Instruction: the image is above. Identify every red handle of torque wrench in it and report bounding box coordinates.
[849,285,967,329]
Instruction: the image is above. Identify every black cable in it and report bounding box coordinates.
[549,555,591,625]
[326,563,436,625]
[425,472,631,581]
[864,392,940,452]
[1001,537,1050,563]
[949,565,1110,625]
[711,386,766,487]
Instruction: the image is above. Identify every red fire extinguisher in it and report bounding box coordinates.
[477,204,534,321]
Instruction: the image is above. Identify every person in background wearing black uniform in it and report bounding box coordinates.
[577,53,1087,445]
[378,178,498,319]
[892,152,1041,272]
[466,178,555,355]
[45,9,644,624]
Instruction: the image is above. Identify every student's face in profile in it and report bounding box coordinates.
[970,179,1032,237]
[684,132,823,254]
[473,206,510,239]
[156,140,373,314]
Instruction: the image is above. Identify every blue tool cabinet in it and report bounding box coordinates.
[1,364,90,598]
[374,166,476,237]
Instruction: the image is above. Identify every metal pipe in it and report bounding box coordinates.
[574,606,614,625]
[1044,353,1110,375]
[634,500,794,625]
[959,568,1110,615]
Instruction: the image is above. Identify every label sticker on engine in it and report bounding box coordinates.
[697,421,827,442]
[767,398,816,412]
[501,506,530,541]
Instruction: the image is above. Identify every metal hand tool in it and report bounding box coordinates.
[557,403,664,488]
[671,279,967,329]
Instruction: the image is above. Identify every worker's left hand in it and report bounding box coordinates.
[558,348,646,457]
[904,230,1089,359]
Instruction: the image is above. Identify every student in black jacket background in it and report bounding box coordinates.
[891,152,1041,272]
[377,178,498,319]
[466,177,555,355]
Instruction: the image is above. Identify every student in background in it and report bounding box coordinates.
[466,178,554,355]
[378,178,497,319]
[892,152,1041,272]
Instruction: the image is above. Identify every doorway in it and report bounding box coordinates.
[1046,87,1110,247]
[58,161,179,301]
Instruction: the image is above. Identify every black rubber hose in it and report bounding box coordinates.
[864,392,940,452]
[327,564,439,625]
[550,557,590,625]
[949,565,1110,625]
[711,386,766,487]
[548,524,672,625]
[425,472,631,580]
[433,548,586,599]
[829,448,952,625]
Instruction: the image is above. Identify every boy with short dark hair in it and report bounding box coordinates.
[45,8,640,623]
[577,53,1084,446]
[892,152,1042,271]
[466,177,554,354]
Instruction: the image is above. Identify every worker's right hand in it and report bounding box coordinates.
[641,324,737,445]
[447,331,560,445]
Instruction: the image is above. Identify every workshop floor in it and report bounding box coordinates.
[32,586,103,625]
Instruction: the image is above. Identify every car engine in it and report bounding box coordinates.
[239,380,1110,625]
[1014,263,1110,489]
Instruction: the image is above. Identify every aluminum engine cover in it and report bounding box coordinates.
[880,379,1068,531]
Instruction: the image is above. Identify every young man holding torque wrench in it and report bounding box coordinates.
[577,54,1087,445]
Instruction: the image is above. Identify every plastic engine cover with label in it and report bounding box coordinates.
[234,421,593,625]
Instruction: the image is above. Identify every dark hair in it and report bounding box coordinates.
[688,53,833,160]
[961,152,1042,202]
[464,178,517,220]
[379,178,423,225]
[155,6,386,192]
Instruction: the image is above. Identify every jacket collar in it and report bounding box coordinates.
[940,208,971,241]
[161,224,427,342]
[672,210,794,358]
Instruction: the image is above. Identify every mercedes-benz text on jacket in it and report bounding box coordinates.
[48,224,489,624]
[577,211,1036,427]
================
Task goal:
What is wanted is every line above, written out exactly.

Result for this task:
Instruction: the image is above. Identify every red handle of torque wrench in it and report bounding box coordinates.
[849,285,967,329]
Instruction: the image is above. Identify every black cable in it and report bounding box coordinates.
[549,555,591,625]
[326,563,436,625]
[425,472,631,581]
[864,392,940,452]
[1001,537,1050,563]
[949,565,1110,625]
[711,386,766,487]
Instruction: the image is above. Identify every red fire extinguisher in it and report bounding box coordinates.
[477,204,534,321]
Instruction: the image is above. Identify every person in background wearing black uniform in it and report bounding box coordinates.
[577,53,1087,445]
[378,178,498,319]
[892,152,1041,272]
[466,178,555,355]
[45,9,644,624]
Instruction: the image is above. Identify every student's face in profile in it and report bounding box coordinates.
[970,179,1032,237]
[684,132,823,254]
[473,206,510,239]
[156,140,373,314]
Instruction: the image is above. Identify every blue tool cabinet in it and report bounding box coordinates.
[1,364,90,598]
[374,166,476,237]
Instruction: the image is above. Identify every metal pipe in it and report bounding box coordinates.
[574,606,614,625]
[1044,353,1110,375]
[634,500,794,625]
[959,568,1110,615]
Instruction: the image is above. Identify every label sticker on engine in it and report bounding box coordinates.
[697,421,827,442]
[767,398,816,412]
[501,506,530,541]
Instruction: the image is above. Identify every metal hand tool in it and report bounding box coordinates.
[557,403,664,488]
[671,279,967,329]
Instruction: the image is above. Identify every worker's left hand in it and report bounding box coordinates.
[558,348,646,457]
[904,230,1089,359]
Instruction: the image is above. Identify every student in black jacket background in it and report bounding box coordinates.
[891,152,1041,272]
[377,178,498,319]
[466,177,555,355]
Instruction: the image is above. Identify every student in background in it and report bounding box coordinates.
[466,178,554,355]
[378,178,497,319]
[892,152,1041,272]
Instruction: the image is above. Identify every doorway in it and report bounding box coordinates.
[1046,87,1110,247]
[58,161,179,301]
Instruction: the image is above. Identify every black rubber hose in it and report bounding box coordinates.
[864,392,940,452]
[327,564,439,625]
[550,557,590,625]
[949,565,1110,625]
[711,386,766,487]
[548,524,672,625]
[425,472,631,580]
[433,548,586,599]
[829,448,952,625]
Instruction: the image is above. Identify every boy with short dark hair in it and report bounding box coordinates.
[45,8,640,623]
[577,53,1084,446]
[892,152,1042,271]
[466,177,554,354]
Instruction: the image is above. Identify every worker's right hand in it and report bounding box coordinates.
[641,324,737,445]
[447,331,560,445]
Instruction: the image is above. Identify every workshop floor in it and report bounding box coordinates.
[32,586,103,625]
Instruction: the image is above. Identify every car engine in it and report bounding box coordinates.
[239,380,1110,625]
[1014,263,1110,489]
Instruction: the image is above. Identify every aluminum engine cover in it and report bounding box coordinates.
[880,379,1068,531]
Instruction: the image is above. Identify every young man holding torque wrench in it and report bounding box coordinates.
[577,54,1087,445]
Instruction: the image is above. Identify every plastic engine cover with label in it and report bounding box coordinates.
[234,421,593,625]
Instruction: the image is above. Identify every dark hair in it and report bounding box coordinates.
[688,53,833,160]
[961,152,1042,202]
[464,178,517,220]
[379,178,423,225]
[155,6,386,192]
Instruction: the image is above. Identify every jacket collar in it and report bounding box coordinates.
[940,208,971,241]
[161,224,427,342]
[672,210,794,358]
Instruction: the image is above. Identify every mercedes-benz text on jacket in it and report bounding box coordinates.
[48,224,489,624]
[577,211,1036,427]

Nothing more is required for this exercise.